* **Task to complete**: How many lines in the items below contain the word "with"? Case matters, and your reply should be the number alone.

* **Recorded data**:
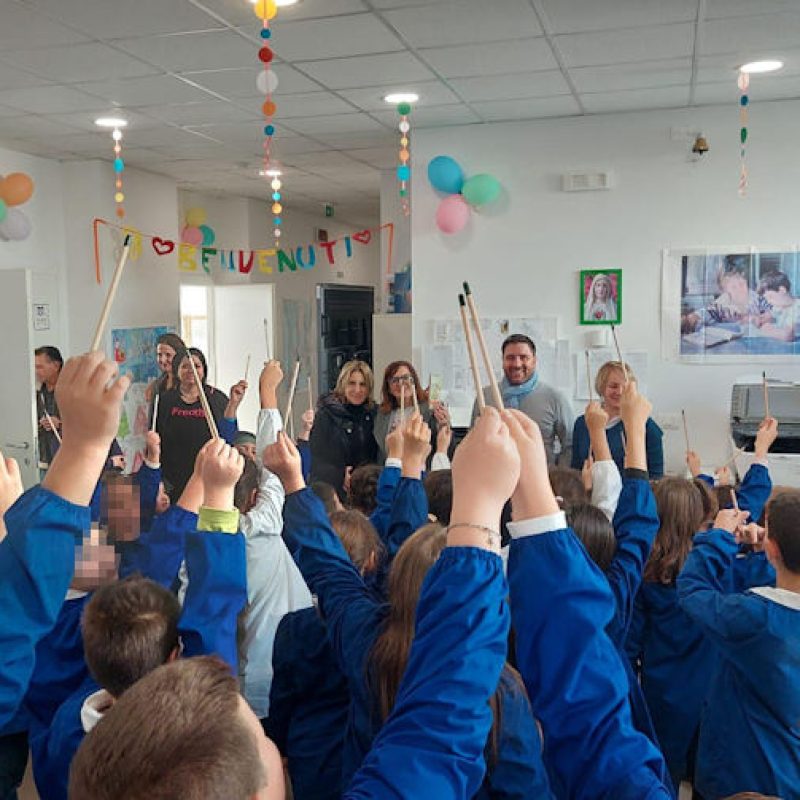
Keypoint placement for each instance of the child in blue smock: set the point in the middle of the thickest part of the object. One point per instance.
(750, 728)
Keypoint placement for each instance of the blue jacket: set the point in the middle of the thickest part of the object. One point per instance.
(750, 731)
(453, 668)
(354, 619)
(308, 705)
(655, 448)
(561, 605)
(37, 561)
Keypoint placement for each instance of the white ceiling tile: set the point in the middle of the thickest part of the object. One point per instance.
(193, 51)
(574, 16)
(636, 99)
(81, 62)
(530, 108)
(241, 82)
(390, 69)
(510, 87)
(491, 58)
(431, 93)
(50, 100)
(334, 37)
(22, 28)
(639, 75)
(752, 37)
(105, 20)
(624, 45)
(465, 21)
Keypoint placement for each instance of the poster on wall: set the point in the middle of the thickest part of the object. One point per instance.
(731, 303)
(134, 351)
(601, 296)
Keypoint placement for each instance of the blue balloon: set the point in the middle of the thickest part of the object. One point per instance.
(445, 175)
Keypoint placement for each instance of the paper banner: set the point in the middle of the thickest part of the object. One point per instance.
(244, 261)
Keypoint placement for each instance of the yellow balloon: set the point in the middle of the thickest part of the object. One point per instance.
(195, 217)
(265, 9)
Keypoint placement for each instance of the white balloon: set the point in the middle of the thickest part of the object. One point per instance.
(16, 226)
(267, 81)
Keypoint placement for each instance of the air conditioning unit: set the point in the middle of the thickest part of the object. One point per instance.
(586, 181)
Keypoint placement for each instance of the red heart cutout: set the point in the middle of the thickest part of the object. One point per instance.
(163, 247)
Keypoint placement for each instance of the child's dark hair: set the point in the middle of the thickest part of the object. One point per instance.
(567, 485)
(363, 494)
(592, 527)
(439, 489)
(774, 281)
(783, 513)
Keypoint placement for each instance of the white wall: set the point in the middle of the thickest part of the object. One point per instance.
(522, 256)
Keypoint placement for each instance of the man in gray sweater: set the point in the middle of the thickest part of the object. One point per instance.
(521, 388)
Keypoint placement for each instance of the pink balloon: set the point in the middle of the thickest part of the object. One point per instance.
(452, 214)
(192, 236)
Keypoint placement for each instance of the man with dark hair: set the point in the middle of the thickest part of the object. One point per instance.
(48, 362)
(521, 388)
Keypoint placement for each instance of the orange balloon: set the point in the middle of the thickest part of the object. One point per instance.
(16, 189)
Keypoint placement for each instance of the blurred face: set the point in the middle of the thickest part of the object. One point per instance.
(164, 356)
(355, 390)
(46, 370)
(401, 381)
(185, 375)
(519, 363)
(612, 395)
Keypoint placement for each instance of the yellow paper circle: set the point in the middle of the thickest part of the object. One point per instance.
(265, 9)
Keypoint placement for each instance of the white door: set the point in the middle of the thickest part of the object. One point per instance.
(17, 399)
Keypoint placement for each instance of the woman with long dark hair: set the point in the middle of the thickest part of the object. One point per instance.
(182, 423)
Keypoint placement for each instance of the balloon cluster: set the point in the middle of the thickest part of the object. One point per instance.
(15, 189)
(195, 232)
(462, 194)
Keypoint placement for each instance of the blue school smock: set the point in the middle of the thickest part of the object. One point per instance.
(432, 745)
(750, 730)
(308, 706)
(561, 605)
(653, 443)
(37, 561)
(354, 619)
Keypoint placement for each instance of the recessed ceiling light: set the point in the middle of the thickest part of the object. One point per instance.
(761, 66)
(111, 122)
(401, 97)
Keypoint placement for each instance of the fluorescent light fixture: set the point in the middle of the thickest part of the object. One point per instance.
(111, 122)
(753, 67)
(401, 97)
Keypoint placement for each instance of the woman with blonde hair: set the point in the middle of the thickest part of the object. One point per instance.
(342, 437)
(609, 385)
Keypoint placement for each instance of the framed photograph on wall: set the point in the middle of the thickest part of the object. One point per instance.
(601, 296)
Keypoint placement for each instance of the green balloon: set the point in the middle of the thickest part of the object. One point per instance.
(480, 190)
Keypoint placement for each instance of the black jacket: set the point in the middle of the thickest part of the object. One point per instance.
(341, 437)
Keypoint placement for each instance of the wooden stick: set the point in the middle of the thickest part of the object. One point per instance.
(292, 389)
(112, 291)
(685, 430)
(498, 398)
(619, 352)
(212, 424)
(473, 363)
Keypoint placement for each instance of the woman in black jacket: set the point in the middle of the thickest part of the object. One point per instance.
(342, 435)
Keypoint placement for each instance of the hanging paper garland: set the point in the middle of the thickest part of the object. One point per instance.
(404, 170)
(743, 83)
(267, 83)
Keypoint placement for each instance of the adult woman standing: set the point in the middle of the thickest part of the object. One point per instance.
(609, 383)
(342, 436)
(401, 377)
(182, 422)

* * *

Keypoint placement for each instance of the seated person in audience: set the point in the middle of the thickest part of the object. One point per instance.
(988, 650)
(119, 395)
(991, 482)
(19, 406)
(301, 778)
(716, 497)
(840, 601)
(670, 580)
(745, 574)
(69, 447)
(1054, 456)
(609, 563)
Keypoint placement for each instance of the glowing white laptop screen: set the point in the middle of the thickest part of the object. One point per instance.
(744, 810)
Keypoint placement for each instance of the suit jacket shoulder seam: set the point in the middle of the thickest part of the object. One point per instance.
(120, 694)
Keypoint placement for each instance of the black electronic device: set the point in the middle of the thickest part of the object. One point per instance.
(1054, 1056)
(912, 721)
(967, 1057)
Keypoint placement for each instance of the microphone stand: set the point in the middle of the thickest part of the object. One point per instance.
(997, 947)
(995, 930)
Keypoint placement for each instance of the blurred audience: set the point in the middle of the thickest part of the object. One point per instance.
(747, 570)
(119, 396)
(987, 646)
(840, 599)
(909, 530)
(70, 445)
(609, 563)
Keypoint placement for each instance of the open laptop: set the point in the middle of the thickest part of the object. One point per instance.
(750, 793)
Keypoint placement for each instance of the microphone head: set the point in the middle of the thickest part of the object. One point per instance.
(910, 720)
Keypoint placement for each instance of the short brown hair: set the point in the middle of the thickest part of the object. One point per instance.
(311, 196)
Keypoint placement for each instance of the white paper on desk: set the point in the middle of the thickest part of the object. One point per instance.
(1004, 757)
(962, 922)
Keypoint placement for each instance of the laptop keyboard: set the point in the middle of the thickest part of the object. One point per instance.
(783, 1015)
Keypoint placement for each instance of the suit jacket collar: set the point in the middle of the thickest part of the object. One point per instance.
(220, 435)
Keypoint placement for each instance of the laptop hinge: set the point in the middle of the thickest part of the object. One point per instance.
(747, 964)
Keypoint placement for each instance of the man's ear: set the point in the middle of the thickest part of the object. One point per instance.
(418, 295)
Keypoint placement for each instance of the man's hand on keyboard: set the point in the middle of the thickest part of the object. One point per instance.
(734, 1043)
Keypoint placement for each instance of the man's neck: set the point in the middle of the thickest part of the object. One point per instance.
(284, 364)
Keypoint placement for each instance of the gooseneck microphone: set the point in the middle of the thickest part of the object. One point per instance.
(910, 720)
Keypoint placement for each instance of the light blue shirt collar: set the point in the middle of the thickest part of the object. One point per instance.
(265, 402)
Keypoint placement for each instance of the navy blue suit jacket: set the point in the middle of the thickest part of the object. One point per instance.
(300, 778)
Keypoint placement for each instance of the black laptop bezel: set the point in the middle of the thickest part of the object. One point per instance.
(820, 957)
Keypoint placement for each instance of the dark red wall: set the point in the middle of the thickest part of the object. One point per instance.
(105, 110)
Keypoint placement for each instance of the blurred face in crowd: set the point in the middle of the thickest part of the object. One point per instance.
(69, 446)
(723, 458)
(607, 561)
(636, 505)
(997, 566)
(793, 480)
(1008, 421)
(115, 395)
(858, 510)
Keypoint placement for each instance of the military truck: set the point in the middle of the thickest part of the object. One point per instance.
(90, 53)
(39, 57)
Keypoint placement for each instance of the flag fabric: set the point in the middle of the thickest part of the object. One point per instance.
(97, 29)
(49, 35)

---

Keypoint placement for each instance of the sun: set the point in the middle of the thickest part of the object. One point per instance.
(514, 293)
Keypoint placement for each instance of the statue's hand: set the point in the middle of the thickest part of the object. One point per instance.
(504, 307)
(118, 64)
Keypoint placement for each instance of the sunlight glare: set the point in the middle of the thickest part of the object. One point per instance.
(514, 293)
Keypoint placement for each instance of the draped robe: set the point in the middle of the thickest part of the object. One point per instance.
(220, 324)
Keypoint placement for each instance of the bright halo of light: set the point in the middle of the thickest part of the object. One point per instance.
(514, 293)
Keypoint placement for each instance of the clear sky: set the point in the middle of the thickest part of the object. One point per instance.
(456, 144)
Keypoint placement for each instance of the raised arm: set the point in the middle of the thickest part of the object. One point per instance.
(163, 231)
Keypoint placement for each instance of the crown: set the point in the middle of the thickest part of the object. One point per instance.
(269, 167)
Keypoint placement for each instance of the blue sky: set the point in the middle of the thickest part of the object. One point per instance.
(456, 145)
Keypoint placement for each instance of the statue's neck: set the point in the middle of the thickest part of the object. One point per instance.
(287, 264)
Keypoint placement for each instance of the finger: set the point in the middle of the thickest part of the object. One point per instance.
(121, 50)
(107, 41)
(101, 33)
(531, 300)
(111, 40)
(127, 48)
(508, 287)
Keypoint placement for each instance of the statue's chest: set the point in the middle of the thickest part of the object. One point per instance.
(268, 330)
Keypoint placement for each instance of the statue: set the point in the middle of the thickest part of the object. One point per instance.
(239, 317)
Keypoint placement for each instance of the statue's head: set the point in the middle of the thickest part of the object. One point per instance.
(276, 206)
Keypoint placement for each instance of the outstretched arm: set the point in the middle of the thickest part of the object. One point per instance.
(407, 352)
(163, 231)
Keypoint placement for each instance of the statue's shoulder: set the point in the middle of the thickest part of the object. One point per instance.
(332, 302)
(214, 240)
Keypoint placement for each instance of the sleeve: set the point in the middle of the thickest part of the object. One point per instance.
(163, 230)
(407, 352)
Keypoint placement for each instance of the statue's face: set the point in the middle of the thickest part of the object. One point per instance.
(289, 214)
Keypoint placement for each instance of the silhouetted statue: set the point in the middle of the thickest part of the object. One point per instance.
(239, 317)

* **The answer**: 3